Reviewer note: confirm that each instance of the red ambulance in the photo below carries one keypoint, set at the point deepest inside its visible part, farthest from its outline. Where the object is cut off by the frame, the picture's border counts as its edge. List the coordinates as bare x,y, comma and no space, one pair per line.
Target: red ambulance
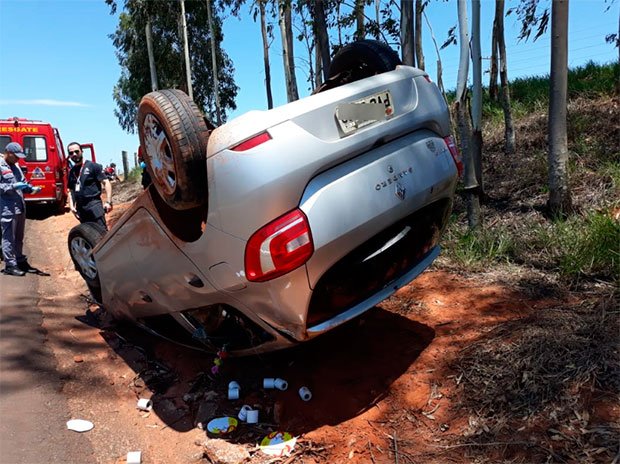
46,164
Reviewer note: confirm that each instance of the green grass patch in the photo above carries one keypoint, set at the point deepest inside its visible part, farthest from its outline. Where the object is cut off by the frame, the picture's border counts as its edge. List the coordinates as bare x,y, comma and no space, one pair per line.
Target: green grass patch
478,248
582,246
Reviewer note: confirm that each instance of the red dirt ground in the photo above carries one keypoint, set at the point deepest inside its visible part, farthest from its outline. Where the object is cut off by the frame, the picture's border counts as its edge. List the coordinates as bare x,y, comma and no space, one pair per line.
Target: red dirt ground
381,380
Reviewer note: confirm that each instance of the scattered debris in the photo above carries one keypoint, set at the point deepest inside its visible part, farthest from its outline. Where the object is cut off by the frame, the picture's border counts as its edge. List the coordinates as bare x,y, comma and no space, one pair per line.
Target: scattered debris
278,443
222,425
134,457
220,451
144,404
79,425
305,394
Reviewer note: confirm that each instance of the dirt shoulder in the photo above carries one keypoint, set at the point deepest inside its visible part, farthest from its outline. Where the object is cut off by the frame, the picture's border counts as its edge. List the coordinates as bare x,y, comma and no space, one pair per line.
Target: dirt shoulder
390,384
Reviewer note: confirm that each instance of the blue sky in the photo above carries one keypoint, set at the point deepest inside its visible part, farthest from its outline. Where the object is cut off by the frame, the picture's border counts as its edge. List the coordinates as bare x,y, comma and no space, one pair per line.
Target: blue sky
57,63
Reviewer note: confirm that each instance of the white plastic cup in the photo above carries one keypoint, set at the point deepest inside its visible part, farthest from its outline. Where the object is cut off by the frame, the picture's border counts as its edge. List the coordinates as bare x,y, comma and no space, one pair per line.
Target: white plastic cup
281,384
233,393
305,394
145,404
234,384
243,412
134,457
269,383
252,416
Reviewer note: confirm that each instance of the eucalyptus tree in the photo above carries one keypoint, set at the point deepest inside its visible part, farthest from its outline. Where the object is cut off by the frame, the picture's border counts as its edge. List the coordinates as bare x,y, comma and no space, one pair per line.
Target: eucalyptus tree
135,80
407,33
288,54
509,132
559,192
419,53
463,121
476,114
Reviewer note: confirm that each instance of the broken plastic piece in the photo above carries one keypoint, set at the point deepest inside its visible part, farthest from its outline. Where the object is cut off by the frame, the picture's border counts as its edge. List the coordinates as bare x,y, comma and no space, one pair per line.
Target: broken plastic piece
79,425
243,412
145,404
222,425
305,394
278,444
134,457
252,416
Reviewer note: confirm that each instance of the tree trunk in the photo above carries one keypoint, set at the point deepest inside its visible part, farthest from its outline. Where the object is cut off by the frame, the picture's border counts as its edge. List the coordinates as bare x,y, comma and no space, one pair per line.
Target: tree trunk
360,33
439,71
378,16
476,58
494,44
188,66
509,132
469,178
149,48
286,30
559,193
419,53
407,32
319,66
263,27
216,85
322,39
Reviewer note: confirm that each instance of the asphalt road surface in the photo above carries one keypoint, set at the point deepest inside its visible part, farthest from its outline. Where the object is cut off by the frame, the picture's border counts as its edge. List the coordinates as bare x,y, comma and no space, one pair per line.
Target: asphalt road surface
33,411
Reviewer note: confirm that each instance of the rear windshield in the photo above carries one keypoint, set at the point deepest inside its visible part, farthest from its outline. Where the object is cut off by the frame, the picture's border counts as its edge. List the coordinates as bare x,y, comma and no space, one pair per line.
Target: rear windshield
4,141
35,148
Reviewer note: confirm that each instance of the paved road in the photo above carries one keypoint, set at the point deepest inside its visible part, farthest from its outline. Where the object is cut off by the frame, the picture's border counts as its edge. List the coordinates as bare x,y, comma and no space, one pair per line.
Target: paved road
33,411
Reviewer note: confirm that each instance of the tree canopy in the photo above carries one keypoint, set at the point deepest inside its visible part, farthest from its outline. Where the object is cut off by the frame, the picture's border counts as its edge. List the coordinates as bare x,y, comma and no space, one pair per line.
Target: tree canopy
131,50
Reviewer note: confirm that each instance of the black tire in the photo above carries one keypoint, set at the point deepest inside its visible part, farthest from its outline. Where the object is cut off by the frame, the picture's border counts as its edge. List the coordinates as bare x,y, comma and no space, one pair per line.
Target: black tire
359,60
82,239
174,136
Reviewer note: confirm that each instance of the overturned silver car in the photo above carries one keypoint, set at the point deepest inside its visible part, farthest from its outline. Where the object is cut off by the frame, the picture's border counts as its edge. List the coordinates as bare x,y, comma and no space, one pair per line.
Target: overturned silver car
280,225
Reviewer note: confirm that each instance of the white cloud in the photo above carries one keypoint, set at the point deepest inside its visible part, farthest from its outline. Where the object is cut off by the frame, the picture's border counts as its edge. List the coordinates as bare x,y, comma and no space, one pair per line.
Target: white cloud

* **TASK PROMPT**: Verbatim repetition of the entries is required, excluding any pictures.

* **EXERCISE SOLUTION**:
Reviewer note: confirm that each instance of the red ambulance in the photo below carries one keypoint, set at the point deepest inside its visible part, farthest from its outline. Where the object is cut off by the frame, the picture's border counts as its edge. List the coordinates as bare x,y, comma and no space, one pair per line.
Target: red ambulance
46,164
Reviewer note: confirm that each instance of the green grass patch in the photo above carries one keypoint, set at the point deepest inside its visible part, farthest from its outline. Where the object is cut off by the frame, the picture's border counts as its edge. List the coordinates as bare x,y, comma and no space, one pair per line.
Target: green grass patch
478,248
582,246
Reviewer note: confirm that each instance of the red dirt ground in the photo above carries one keypoint, set at the point deepest inside its visible part, farthest from its outline. Where the object is cut off by the frame, the picture's border counts as its edge. List the coordinates as bare x,y, comma and no space, one pair per line.
Target: red dirt ground
381,380
Reviewer note: confirm that each instance of the scattered debris in the photo above carries one keypoint, set at the point deepest inside its visible part, farthest from its outline. Where the object is cut off by the frame, the picture's border counts as its edge. List the coordinates as bare x,y, comma and no space, one pair per line.
Target: scattered debris
278,443
222,425
134,457
220,451
144,404
79,425
305,394
Reviewer note: confirm that each instance of the dirt shoulder in the photo above carries one keypoint, set at the point deepest inside its visible part, farthest from its outline. Where the object is cut off by the frame, the picture's border counts as its edge. List the coordinates as bare x,y, comma and no space, one pair per line.
Target: dirt shoulder
390,384
Reviewer note: confirm that each instance of the blue sky in the photo above carries one keypoint, set at the point deepest inside its visible part, farthest from its outline. Where the object is cut off by the frame, the picture's border counts as its edge. List the coordinates as bare x,y, comma and no space, one pair per line.
Target: blue sky
57,63
Reviewer note: confirm that each instance of the white plastic cup in the photo above carries one keypoint, set at the point deepest inside its visible part, farthest from its outline. Where the object is cut off by the frame, the picture's border counts as its edge. List the coordinates as bare x,y, comma and no space, one pair per line.
Target: white plastic cup
281,384
233,393
305,394
145,404
234,384
243,412
134,457
269,383
252,416
Reviewer note: confirm that each instance of the eucalyptus tree in the photo above carries one keypoint, set at the point deepest inside its visible part, farthest from its outline. Where the object is cut off by the frame, the picture's border counts as its edge. List the coordinates as bare x,y, comma and no space, one pair per line.
Target: eucalyptus tree
135,80
407,33
288,54
509,132
559,192
419,53
463,121
476,114
Reviewer note: confirm that each instance of the broken plastic piece in the photo above carries one keypoint, set at the point deepest inside its visible part, farthest from its outline. Where the object is cut off by the frame, the picture's border counts as its edge. List the coordinates as bare x,y, comma and no space, one pair per line.
Target: broken plastic piece
79,425
243,412
145,404
222,425
305,394
278,444
134,457
252,416
Reviewer note: confirm that each instance of the tree trunk in the photo above carries one keypoint, set at the point deepest inside its visible part, farthest from its outline. Where the object is cut off by the frame, the picture's border counts as its edge. List the coordinates as bare x,y, comma and no space, one pair per line.
Target: tree trunk
360,33
439,71
378,16
476,58
494,44
188,66
509,132
469,178
149,48
286,30
559,193
419,53
407,32
319,66
263,27
216,85
322,39
Reviewer note: confirm that each instance of the asphalt road surface in the photo above carries one keypoint, set at the point deepest inside its visible part, farthest from its outline. Where the object is cut off by the frame, the picture's border counts as its edge. List the coordinates as bare x,y, comma and no space, one pair per line.
Target: asphalt road surface
33,411
Reviewer note: confirm that each instance of the rear windshield in the photo above carries one keypoint, set at the point deepest inside its visible part, farthest from its outline. Where the object is cut off by the frame, the picture's border counts as its edge. List the coordinates as bare x,y, comma and no space, one pair per line.
Target: rear windshield
4,141
35,148
Reviewer note: confirm that each instance of the paved road in the photo above carries one keypoint, set at the point deepest inside its visible part, farthest from its outline. Where the object is cut off by the frame, the picture's border counts as its edge. List the coordinates as bare x,y, comma and no space, one pair per line.
Target: paved road
33,411
Reviewer note: confirm that each instance of the tree canopy in the photo above carries one keypoint, set at the point deepest inside its visible part, farthest from its outline. Where the object is cut off by the frame, the picture's border counts as its edge. List the coordinates as bare x,y, comma and no space, one pair per line.
Target: tree canopy
131,50
Reviewer note: confirm that each instance of the black tire in the photo above carries one keypoint, set at the point deepest inside its visible part, farthest from its outline. Where the object is cut off by the frame, the picture's border counts as its edge. List the coordinates as bare x,y, comma and no space, one pair per line.
Target: black tire
359,60
82,239
174,136
Reviewer note: confirm that each instance of the overturned silver car in the photo above carries one keypoint, set at the point deepest inside its visible part, farthest from its outline. Where the object is cut off by the frame, the picture's border counts as its edge. List the coordinates as bare x,y, comma and no space, one pair per line.
Target: overturned silver car
280,225
Reviewer note: confirm that each instance of the white cloud in the photo above carries one keypoint, set at the point deepest inside its visible part, farthest from its outline. Where the object is cut off by the frame, the picture's border counts as its edge. List the coordinates as bare x,y, comma and no space, one pair per line.
Target: white cloud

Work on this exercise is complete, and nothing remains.